In the records below, copy out the lines beginning with the one that contains "Where can you find the snow on" and ending with the one that contains "point(732, 342)". Include both of those lines.

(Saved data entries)
*****

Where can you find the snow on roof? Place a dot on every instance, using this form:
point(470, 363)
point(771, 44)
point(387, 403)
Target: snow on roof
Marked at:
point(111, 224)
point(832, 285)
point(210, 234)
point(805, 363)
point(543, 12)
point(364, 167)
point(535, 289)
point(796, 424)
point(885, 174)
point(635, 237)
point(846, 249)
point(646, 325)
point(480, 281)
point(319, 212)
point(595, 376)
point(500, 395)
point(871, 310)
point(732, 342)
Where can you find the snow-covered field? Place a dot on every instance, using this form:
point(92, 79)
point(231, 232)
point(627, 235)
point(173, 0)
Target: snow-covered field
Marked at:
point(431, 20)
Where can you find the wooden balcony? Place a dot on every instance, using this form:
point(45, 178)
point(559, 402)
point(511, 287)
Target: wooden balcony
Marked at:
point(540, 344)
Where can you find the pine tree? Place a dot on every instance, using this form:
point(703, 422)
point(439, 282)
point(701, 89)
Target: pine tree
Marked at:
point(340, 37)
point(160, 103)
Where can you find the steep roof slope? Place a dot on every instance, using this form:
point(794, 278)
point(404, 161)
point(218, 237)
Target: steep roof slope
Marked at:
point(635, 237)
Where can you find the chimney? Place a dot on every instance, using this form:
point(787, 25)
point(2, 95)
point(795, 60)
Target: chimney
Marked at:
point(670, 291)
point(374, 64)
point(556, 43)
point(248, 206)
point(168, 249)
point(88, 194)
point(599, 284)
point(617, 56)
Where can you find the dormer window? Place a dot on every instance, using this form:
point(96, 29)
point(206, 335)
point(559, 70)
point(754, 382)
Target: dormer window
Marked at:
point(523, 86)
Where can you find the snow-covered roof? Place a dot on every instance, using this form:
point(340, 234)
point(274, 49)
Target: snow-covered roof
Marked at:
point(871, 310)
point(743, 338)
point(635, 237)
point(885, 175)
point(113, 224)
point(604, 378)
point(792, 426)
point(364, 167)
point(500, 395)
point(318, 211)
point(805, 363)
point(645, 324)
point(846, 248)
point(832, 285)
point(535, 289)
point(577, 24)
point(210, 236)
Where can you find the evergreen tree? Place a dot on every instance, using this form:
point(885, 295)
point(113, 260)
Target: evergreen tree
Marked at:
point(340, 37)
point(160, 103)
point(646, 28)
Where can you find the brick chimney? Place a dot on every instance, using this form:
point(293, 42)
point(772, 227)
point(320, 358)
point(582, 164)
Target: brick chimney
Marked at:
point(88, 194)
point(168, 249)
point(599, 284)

*****

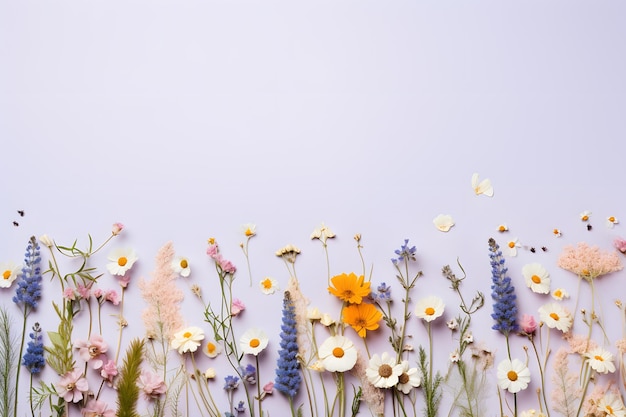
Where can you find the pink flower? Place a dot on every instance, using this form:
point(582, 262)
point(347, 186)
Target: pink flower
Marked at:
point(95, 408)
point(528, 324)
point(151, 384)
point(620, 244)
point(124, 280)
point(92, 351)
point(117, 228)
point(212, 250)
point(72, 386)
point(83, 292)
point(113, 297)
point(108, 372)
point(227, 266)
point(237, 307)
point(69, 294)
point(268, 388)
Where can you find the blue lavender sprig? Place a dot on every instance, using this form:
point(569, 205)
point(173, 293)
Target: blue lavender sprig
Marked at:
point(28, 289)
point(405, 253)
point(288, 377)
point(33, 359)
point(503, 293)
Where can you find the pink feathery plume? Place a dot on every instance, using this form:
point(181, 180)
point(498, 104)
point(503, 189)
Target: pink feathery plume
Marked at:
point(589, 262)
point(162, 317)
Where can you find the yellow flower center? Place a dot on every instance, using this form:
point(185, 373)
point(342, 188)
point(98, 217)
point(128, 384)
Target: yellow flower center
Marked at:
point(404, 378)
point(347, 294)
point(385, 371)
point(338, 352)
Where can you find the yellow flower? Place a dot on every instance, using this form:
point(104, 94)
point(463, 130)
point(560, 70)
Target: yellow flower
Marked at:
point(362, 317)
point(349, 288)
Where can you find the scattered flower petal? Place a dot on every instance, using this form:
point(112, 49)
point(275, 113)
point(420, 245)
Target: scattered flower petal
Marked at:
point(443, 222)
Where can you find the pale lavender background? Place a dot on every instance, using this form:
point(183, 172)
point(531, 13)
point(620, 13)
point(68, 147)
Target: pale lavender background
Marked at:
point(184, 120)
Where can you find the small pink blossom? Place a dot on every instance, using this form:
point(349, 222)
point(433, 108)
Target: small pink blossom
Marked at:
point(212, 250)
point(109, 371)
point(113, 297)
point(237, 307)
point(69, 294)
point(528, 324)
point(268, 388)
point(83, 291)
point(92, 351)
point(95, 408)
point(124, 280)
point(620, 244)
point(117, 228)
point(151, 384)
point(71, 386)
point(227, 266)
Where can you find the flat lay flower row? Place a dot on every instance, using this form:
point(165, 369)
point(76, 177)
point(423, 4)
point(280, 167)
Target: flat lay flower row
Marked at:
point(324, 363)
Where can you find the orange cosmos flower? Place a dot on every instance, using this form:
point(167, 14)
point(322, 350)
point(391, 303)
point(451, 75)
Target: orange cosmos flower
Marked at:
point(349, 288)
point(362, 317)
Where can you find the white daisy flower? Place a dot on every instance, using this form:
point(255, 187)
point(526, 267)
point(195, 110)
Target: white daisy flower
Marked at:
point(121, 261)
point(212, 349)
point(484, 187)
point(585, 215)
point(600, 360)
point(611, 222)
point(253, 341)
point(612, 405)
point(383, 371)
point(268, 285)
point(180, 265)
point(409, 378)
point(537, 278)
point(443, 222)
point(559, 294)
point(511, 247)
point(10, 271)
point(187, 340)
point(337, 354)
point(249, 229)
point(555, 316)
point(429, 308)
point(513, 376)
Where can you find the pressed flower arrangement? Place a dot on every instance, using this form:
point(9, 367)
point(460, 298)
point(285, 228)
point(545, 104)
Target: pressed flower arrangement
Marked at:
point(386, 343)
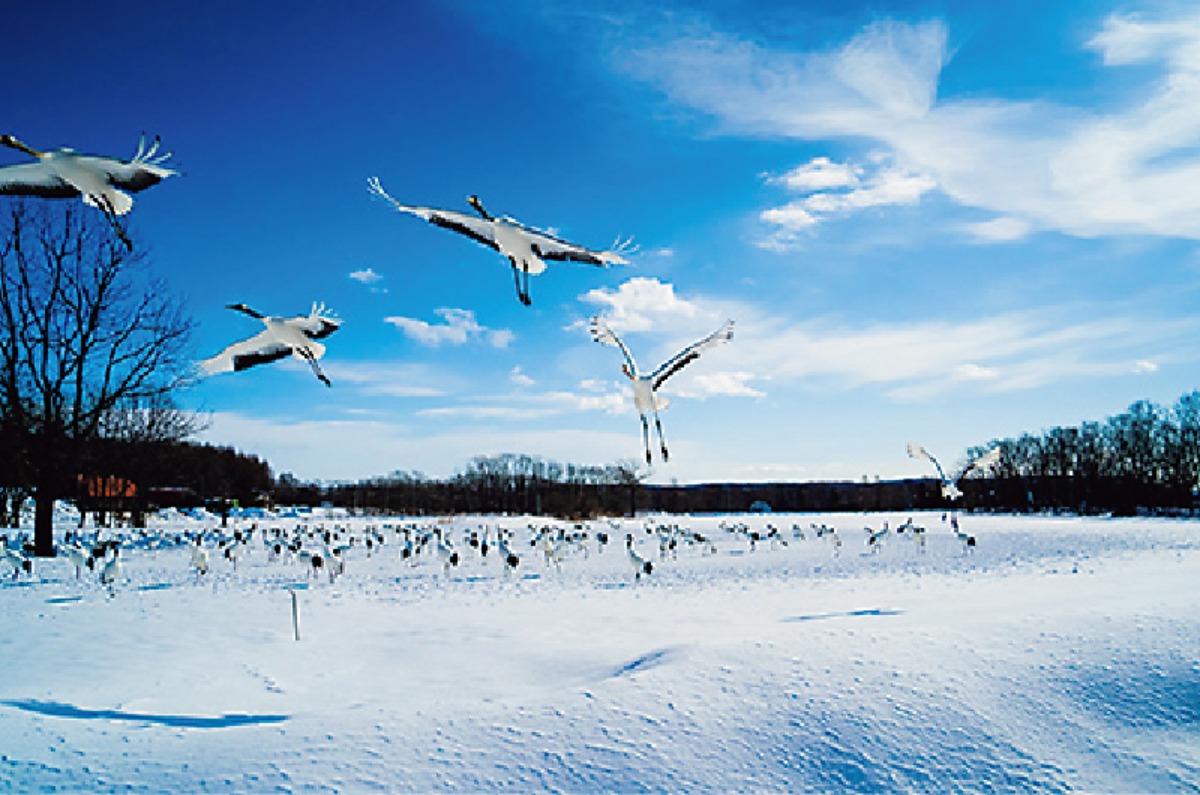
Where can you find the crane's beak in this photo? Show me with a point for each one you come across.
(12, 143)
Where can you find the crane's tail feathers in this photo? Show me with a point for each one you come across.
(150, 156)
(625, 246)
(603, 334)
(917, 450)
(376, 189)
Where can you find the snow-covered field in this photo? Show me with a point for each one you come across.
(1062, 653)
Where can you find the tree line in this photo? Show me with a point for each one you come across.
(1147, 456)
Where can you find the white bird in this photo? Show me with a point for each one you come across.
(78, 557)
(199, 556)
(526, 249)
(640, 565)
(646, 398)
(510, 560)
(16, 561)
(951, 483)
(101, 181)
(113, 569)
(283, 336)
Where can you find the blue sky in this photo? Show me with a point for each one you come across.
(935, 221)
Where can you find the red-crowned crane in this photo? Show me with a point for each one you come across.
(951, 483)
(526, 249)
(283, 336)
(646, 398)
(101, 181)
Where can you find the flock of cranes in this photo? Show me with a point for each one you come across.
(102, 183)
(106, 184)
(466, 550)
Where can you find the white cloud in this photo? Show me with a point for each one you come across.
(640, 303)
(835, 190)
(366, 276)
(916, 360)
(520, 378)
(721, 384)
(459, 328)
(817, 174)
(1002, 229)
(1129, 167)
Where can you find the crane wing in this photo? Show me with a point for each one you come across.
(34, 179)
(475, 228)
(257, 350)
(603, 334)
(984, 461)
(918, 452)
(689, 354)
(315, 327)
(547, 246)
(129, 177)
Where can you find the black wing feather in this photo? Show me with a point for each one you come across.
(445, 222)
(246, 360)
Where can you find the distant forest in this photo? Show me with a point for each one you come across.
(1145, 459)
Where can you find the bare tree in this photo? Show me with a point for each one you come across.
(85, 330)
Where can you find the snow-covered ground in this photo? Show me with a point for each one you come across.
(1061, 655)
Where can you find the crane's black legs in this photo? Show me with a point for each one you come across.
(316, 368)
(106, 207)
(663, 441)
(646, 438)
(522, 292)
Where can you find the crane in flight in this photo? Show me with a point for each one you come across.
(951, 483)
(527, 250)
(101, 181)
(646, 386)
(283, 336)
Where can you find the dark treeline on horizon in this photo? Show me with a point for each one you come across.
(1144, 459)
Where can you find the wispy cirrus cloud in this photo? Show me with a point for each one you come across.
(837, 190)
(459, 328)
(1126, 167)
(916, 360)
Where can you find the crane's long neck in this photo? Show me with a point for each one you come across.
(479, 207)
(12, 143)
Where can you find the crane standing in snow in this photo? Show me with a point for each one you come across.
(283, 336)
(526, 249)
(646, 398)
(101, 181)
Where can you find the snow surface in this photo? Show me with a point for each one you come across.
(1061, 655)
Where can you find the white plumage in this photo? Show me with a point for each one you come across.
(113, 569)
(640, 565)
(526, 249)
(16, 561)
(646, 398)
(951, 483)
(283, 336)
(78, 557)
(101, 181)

*****

§ Exercise response:
Where can you find the snow on roof? Place a dot on every instance, using this form:
point(470, 363)
point(771, 44)
point(387, 403)
Target: snow on roof
Marked at:
point(111, 224)
point(832, 285)
point(210, 234)
point(805, 363)
point(543, 12)
point(364, 167)
point(535, 289)
point(796, 424)
point(885, 174)
point(635, 237)
point(846, 249)
point(646, 325)
point(480, 281)
point(319, 212)
point(595, 376)
point(500, 395)
point(871, 310)
point(732, 342)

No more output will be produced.